Brief 1
Rename "bare tree" to "leafless tree" in the entries below, covering the lines from the first line of the entries through the line holding "M 48 77 L 63", inclusive. Give back only those lines, with everything else unchanged.

>> BEGIN Reading passage

16 August 2009

Two Sides of Sundry Coins

Discover a blog which is new to you; you get a good think out of one post; not surprisingly, you find more posts to like.

Thus, as I have this very morning chanced upon http://angryorganist.blogspot.com/ (headed This Blog Will Change the World) — and it happens that the post I did chance upon was of last-month vintage — true to expectations, I have found more of interest. [ link ]

The angryorganist blogger links to Daniel Wolf on http://renewablemusic.blogspot.com/, where Mr Wolf comments:


It is difficult, very difficult, when the music one makes and loves does not make others happy.
He goes on with other, conditioning remarks, certainly worth consideration. I cannot help (in Mark Twain’s phrase) girding up my loins to doubt a seeming implication of this opening sentence. It just strikes me as an unnecessarily impossible reduction; it clearly relates to situations most any composer has experienced, for instance. But even just taking it for the comment of a listener-enthusiast (altering for the purpose of discussion the music one makes and loves to the music one loves): the fact that the music is out there, available, means that there are others endorsing the music to some degree.

>> END Reading passage
>> BEGIN Excerpted data

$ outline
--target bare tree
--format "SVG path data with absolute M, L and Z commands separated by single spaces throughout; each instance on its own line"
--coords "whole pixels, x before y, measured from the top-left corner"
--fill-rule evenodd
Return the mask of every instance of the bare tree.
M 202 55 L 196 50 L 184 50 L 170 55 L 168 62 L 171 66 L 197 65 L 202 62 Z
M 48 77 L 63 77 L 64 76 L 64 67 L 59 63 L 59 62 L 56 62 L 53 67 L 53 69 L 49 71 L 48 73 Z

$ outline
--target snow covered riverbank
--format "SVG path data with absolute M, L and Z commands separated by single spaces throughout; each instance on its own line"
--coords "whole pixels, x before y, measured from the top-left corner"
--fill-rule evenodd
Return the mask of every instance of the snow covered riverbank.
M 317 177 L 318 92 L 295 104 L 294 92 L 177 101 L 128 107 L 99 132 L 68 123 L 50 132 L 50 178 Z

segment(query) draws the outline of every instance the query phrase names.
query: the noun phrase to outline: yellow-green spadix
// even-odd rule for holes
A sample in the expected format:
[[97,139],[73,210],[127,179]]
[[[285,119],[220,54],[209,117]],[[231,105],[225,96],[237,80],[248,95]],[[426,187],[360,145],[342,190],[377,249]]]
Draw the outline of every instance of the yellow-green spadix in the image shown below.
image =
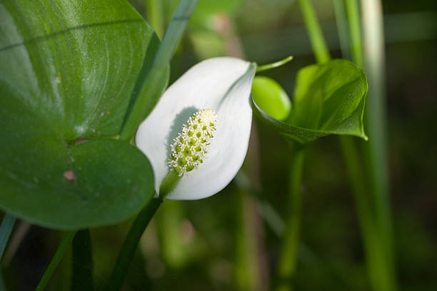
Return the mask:
[[256,68],[238,58],[210,58],[166,91],[136,136],[154,168],[157,193],[172,170],[181,179],[167,199],[206,198],[235,177],[248,145]]

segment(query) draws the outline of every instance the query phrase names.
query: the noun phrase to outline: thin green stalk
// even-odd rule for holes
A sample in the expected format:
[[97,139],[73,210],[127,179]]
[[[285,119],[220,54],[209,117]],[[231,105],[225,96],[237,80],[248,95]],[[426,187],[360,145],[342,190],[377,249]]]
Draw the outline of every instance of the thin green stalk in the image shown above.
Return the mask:
[[[368,4],[368,2],[366,3],[366,4]],[[368,56],[363,54],[361,29],[357,0],[346,0],[346,4],[352,42],[353,59],[358,66],[363,67],[364,56],[366,59]],[[373,14],[371,22],[373,21],[373,16],[374,14]],[[367,44],[369,41],[373,42],[373,40],[368,39],[366,39],[365,43]],[[371,75],[368,71],[367,73],[370,78]],[[371,91],[374,86],[378,86],[378,84],[369,83],[371,83],[369,91]],[[366,112],[369,111],[368,101],[371,96],[371,93],[369,93],[367,96]],[[379,128],[381,124],[383,124],[382,122],[374,126]],[[369,126],[366,126],[366,131],[368,135],[369,132],[373,131]],[[378,129],[376,129],[376,131],[378,131]],[[365,144],[365,147],[368,147],[374,143],[374,138],[371,137],[370,135],[369,137],[370,141]],[[379,210],[380,213],[378,213],[378,200],[381,200],[381,197],[379,197],[377,190],[375,189],[375,183],[371,183],[370,185],[368,183],[364,184],[366,181],[363,180],[363,177],[365,177],[366,173],[363,173],[362,170],[362,163],[359,160],[358,153],[353,141],[350,138],[343,137],[341,138],[341,141],[349,174],[349,180],[356,200],[358,220],[363,233],[368,270],[372,289],[383,291],[394,290],[396,290],[396,280],[390,242],[391,234],[389,228],[391,223],[389,218],[391,215],[389,214],[390,208],[388,197],[386,198],[386,204],[383,209]],[[375,153],[376,153],[368,155],[368,160],[372,160],[375,158],[375,157],[371,156],[372,154]],[[378,158],[380,159],[380,163],[384,163],[384,157],[378,156]],[[371,173],[373,172],[373,170],[371,167],[368,167],[366,170],[367,172],[371,172],[367,173],[367,176],[371,178],[371,181],[373,180],[375,177],[373,177]],[[373,196],[369,195],[369,193],[373,193]],[[387,216],[384,217],[384,215]]]
[[277,291],[292,290],[291,280],[297,265],[302,200],[301,185],[303,170],[304,150],[296,145],[292,148],[292,152],[293,155],[290,165],[288,216],[286,220],[286,228],[279,257]]
[[107,291],[116,291],[121,287],[140,238],[161,203],[161,198],[152,198],[135,219],[119,254],[106,288]]
[[120,140],[131,141],[139,124],[154,108],[156,102],[154,96],[161,89],[161,82],[166,78],[169,63],[197,1],[181,0],[179,2],[173,20],[159,46],[151,68],[144,80],[141,92],[125,119],[120,132]]
[[343,58],[351,59],[349,32],[348,31],[348,20],[346,16],[344,0],[333,0],[333,4],[337,30],[338,31],[341,56]]
[[293,56],[287,56],[286,58],[275,61],[274,63],[267,63],[266,65],[259,66],[256,68],[256,73],[262,72],[263,71],[271,70],[272,68],[278,68],[278,66],[285,65],[293,59]]
[[309,34],[317,63],[326,63],[331,59],[331,56],[329,55],[329,50],[328,49],[326,42],[323,37],[322,31],[317,21],[314,9],[310,0],[299,0],[299,5],[303,15],[303,21]]
[[79,230],[73,240],[71,291],[92,291],[93,253],[89,230]]
[[385,247],[386,290],[396,290],[390,187],[386,148],[386,88],[383,21],[379,0],[361,1],[365,44],[365,68],[369,91],[366,101],[364,122],[368,143],[365,145],[368,172],[374,201],[376,223]]
[[15,220],[15,217],[9,213],[6,213],[4,218],[3,218],[1,226],[0,226],[0,262],[1,262],[3,252],[9,240],[9,235],[11,235],[12,228],[14,228]]
[[43,277],[41,278],[39,284],[38,284],[38,286],[36,286],[35,291],[42,291],[45,290],[49,280],[50,280],[50,277],[53,275],[54,270],[56,269],[56,267],[62,259],[62,257],[64,257],[64,254],[65,253],[66,250],[67,250],[69,248],[69,246],[71,243],[71,241],[73,240],[76,232],[77,230],[70,230],[65,234],[61,244],[56,250],[56,252],[55,252],[51,260],[50,261],[50,263],[49,264],[49,266],[47,267],[47,269],[46,269],[46,272],[44,272]]
[[258,237],[257,228],[259,218],[253,198],[243,190],[238,188],[236,199],[237,228],[236,240],[236,290],[253,291],[263,290],[260,268]]
[[359,21],[360,11],[357,1],[358,0],[345,0],[345,4],[351,36],[352,59],[357,65],[362,68],[364,66],[363,41],[361,37],[361,26]]
[[162,0],[148,0],[146,1],[147,7],[147,20],[159,39],[162,38],[164,32],[164,19],[163,17]]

>> END Excerpted data

Brief 2
Output the blog post above again in full, word for word.

Expected output 1
$ outline
--target leafless tree
--format "SVG path data with absolute M, L and Z commands separated by single spaces throughout; each instance on its own line"
--coords "whole pixels, x before y, measured from the top-left corner"
--fill-rule evenodd
Return the mask of every instance of the leafless tree.
M 202 55 L 196 50 L 184 50 L 170 55 L 168 62 L 171 66 L 197 65 L 202 62 Z
M 48 77 L 63 77 L 64 76 L 64 67 L 59 63 L 59 62 L 56 62 L 53 67 L 53 69 L 49 71 L 48 73 Z

Expected output 2
16 August 2009

Two Sides of Sundry Coins

Discover a blog which is new to you; you get a good think out of one post; not surprisingly, you find more posts to like.

Thus, as I have this very morning chanced upon http://angryorganist.blogspot.com/ (headed This Blog Will Change the World) — and it happens that the post I did chance upon was of last-month vintage — true to expectations, I have found more of interest. [ link ]

The angryorganist blogger links to Daniel Wolf on http://renewablemusic.blogspot.com/, where Mr Wolf comments:


It is difficult, very difficult, when the music one makes and loves does not make others happy.
He goes on with other, conditioning remarks, certainly worth consideration. I cannot help (in Mark Twain’s phrase) girding up my loins to doubt a seeming implication of this opening sentence. It just strikes me as an unnecessarily impossible reduction; it clearly relates to situations most any composer has experienced, for instance. But even just taking it for the comment of a listener-enthusiast (altering for the purpose of discussion the music one makes and loves to the music one loves): the fact that the music is out there, available, means that there are others endorsing the music to some degree.